_Brief_: Reproduce only the lines that run from the line with "the white foam" to the last line of the material, both ends included, exactly as they appear.

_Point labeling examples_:
--- BEGIN ---

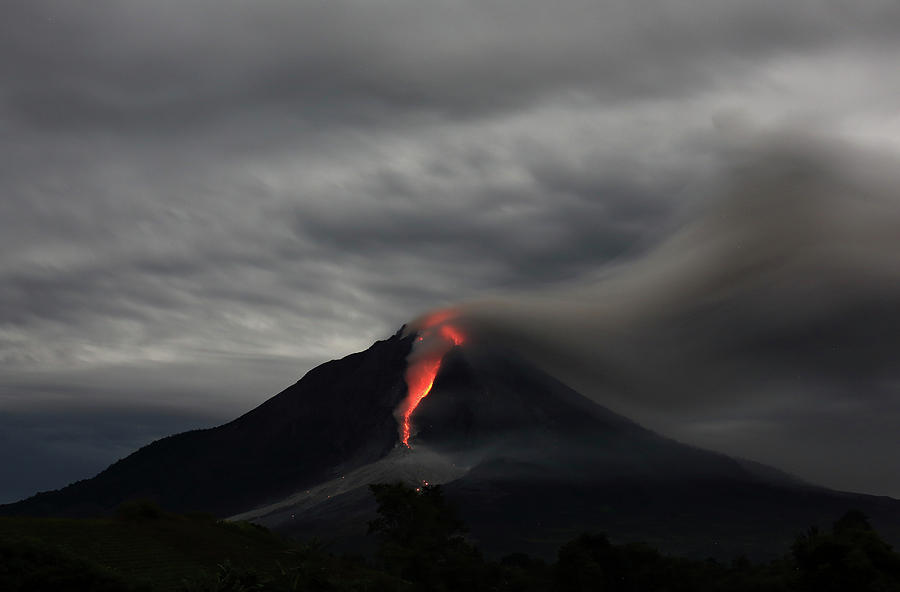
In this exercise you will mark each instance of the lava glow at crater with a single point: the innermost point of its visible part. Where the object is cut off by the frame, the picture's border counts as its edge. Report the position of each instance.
(432, 344)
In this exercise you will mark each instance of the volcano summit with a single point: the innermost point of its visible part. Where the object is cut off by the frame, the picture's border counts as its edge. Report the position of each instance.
(529, 461)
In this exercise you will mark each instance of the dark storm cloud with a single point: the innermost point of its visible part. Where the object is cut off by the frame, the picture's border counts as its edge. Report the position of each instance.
(132, 65)
(767, 327)
(201, 200)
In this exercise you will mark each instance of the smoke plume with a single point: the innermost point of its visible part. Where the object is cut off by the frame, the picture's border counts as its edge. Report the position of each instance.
(767, 325)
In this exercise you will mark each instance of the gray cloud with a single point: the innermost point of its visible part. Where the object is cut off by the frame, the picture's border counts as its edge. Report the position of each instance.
(200, 201)
(765, 327)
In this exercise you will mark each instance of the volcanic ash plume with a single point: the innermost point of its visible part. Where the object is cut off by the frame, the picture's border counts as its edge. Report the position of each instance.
(767, 326)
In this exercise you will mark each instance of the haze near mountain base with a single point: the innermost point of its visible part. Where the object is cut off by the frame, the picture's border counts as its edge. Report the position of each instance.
(766, 326)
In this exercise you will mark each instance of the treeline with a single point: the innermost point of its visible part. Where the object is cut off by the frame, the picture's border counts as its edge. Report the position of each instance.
(422, 547)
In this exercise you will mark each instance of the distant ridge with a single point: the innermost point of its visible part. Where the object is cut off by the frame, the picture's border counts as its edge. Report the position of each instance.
(529, 461)
(337, 417)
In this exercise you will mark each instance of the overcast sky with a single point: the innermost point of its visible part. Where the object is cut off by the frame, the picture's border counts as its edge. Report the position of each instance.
(199, 201)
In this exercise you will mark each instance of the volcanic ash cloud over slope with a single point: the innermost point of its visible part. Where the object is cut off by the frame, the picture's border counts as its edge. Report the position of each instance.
(767, 326)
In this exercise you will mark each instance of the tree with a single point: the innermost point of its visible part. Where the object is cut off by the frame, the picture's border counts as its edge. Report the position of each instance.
(852, 557)
(422, 538)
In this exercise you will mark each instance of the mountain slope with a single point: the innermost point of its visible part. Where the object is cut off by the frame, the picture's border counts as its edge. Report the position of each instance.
(538, 463)
(337, 417)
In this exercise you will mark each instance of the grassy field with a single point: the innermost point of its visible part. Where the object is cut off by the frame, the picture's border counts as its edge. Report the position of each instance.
(153, 550)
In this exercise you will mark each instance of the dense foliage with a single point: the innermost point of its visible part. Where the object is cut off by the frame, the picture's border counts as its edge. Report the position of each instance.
(422, 546)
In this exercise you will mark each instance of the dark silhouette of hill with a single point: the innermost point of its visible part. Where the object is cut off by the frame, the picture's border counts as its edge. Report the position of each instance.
(529, 461)
(337, 417)
(543, 463)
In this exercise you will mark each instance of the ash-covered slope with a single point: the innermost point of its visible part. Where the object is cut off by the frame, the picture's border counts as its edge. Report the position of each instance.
(336, 418)
(538, 463)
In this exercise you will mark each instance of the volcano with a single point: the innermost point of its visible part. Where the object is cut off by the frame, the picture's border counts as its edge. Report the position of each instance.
(529, 462)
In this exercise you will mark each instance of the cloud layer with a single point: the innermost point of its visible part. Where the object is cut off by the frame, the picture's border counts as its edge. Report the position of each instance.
(201, 200)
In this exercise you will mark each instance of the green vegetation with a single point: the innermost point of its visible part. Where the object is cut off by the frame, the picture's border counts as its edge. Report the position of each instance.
(422, 547)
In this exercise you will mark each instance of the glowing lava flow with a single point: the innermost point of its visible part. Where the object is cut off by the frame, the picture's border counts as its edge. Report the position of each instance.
(423, 369)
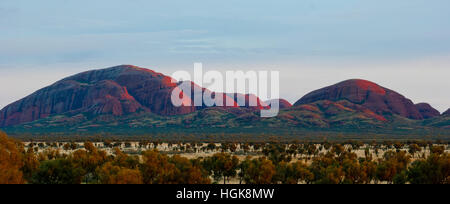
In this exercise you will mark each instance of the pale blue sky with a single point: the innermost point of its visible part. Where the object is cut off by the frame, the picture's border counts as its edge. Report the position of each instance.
(331, 40)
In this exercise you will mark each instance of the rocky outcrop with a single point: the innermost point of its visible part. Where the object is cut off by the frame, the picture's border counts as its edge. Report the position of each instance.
(283, 103)
(378, 99)
(446, 113)
(117, 91)
(427, 111)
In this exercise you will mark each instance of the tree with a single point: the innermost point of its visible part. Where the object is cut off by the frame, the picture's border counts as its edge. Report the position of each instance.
(110, 174)
(392, 164)
(433, 170)
(10, 161)
(413, 149)
(188, 171)
(156, 168)
(60, 171)
(30, 164)
(259, 171)
(222, 166)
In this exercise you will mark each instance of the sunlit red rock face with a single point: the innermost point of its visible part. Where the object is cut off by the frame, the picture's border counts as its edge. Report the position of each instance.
(446, 113)
(378, 99)
(427, 111)
(283, 103)
(118, 91)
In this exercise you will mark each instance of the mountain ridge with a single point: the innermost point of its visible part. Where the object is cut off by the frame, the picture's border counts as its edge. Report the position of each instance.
(124, 95)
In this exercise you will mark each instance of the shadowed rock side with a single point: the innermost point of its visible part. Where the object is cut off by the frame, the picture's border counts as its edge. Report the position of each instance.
(446, 113)
(283, 103)
(119, 90)
(378, 99)
(427, 111)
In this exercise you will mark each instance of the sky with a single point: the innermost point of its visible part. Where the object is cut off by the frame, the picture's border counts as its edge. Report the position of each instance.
(403, 45)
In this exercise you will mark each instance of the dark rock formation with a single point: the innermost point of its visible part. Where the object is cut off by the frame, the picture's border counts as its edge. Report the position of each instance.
(427, 111)
(446, 113)
(283, 103)
(378, 99)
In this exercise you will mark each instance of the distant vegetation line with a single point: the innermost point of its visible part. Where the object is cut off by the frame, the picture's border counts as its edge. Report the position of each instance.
(296, 163)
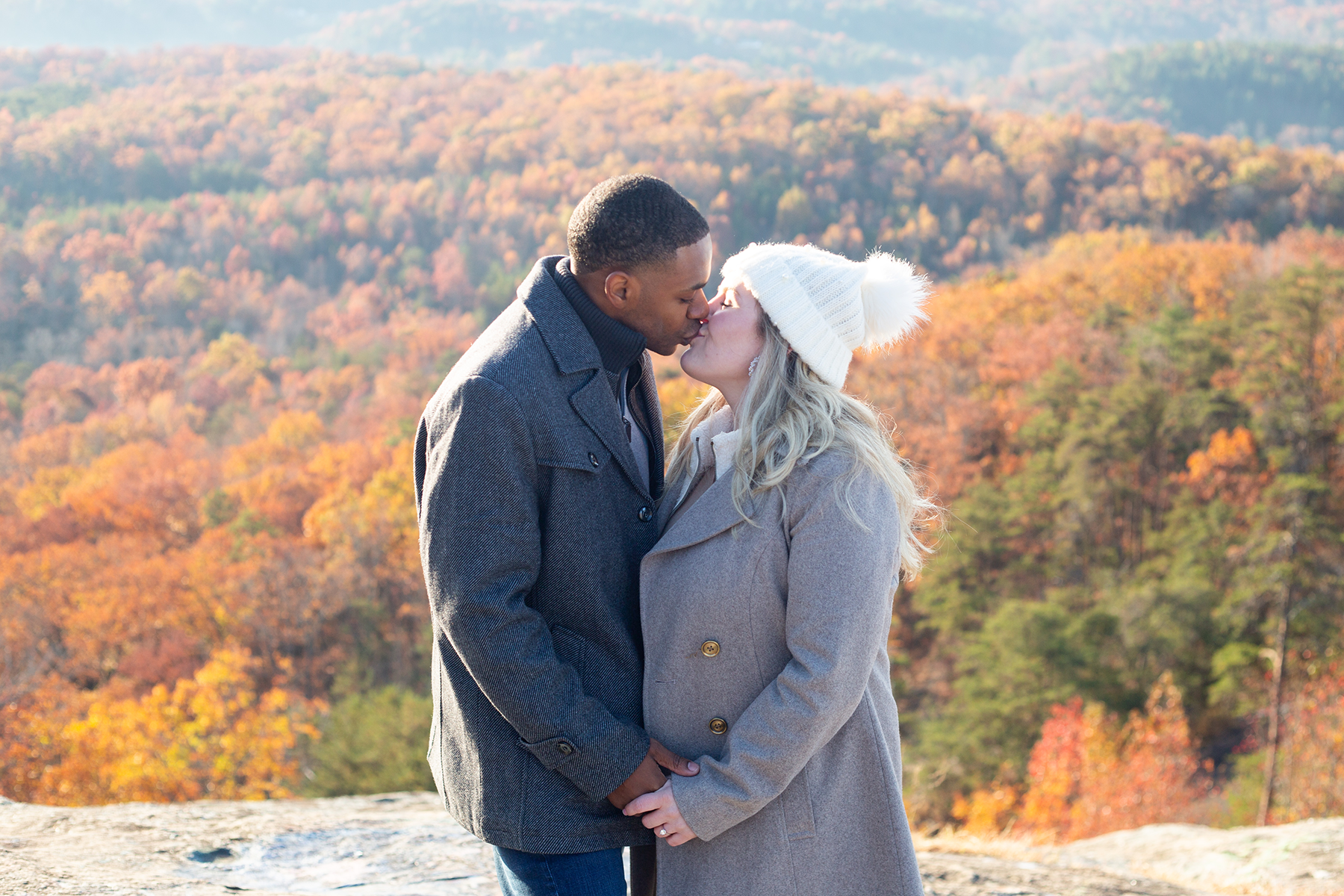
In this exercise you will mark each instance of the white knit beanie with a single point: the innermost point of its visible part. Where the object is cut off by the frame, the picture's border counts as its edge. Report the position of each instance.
(827, 305)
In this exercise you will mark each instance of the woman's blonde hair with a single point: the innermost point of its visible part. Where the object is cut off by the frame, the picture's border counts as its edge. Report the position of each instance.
(789, 415)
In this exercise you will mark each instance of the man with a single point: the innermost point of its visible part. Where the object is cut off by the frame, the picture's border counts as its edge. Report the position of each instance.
(538, 470)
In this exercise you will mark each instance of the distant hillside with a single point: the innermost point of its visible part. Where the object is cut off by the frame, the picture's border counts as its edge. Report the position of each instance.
(1268, 90)
(934, 45)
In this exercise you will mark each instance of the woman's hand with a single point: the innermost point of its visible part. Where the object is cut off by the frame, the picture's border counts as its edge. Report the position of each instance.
(662, 815)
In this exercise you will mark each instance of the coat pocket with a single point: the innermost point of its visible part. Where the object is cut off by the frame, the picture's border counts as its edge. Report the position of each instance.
(797, 809)
(570, 448)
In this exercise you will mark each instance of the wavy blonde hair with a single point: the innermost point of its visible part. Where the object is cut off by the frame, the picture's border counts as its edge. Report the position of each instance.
(789, 415)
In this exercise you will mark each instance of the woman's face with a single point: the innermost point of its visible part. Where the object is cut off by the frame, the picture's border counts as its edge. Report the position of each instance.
(729, 339)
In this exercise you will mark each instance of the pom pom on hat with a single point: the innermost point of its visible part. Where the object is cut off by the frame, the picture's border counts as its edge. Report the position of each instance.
(893, 300)
(827, 305)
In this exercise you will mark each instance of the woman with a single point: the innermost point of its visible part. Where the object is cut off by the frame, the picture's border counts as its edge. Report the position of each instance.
(768, 601)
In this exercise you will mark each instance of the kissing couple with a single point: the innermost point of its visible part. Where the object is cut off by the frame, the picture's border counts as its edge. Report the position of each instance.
(598, 621)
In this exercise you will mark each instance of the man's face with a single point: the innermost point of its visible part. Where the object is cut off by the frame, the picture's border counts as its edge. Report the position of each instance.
(665, 302)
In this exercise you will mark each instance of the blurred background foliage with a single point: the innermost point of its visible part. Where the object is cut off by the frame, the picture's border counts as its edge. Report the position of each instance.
(230, 279)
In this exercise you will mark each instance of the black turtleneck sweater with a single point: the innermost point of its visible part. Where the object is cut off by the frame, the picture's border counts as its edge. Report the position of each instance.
(618, 346)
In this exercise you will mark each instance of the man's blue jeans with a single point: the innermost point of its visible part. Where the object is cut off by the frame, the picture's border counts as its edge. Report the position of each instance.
(601, 874)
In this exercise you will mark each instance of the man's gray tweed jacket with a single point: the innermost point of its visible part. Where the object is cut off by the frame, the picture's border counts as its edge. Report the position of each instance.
(532, 523)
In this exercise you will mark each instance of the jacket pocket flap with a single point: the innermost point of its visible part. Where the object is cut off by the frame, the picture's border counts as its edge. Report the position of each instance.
(571, 448)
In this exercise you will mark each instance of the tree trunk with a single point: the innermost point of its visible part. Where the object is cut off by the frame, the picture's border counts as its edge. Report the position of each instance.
(1276, 706)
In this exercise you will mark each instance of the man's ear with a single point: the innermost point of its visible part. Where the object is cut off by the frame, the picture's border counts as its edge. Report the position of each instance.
(621, 289)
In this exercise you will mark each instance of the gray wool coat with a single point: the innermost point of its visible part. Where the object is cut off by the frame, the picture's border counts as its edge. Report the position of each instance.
(776, 635)
(532, 521)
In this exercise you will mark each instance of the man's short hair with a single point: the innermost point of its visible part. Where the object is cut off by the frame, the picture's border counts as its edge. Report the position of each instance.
(632, 220)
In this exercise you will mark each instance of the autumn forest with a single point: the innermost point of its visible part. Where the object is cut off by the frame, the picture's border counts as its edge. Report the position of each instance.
(230, 279)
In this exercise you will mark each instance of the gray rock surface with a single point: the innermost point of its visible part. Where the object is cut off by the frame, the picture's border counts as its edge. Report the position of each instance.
(405, 844)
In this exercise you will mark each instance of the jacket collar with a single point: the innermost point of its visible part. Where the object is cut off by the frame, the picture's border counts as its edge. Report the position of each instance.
(712, 511)
(562, 329)
(616, 343)
(574, 351)
(712, 514)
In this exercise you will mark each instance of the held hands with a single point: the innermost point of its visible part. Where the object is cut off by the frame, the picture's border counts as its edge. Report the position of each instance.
(648, 777)
(662, 815)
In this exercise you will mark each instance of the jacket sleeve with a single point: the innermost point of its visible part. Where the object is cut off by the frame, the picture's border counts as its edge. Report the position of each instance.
(836, 622)
(482, 550)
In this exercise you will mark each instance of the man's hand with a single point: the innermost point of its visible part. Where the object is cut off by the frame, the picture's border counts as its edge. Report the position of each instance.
(650, 775)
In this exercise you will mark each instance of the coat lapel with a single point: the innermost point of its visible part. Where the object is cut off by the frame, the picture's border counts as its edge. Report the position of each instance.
(648, 390)
(597, 406)
(573, 348)
(707, 517)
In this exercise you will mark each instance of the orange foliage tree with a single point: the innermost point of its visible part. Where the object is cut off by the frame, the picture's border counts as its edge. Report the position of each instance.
(1090, 775)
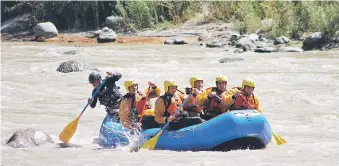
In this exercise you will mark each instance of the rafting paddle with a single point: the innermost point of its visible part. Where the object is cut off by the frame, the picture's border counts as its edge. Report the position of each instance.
(278, 140)
(150, 144)
(69, 130)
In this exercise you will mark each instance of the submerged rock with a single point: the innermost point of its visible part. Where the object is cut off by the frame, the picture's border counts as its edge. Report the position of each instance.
(73, 66)
(228, 60)
(28, 138)
(46, 30)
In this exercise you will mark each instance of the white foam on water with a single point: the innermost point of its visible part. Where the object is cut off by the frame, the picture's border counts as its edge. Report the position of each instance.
(298, 93)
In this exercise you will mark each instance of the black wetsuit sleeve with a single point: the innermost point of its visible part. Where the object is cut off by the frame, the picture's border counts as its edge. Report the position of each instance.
(110, 82)
(94, 101)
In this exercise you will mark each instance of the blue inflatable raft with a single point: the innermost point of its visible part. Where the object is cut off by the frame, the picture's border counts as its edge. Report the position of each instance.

--- END ---

_The output_:
In this exercise you will mark each instance of the white foam on water with a single point: the innermost point of its visible part. Where the object is cut off by the frame, the picture's border counts as its edge. Report the position of each instance.
(298, 93)
In this exercise you will mark each instance of the black wetsuit sleeve with a single point: the innermost point of its visible part. Where the object is cut off by the frame, the picture's border counts as its edge. Report the position of each instance.
(110, 82)
(94, 101)
In this exercise you will mark each instance of the blue inflatable raft with a single point: the innermost point of its visible part. Where the object is cut off by the frame, the picture's border counts as its edge. Report the position of each instance.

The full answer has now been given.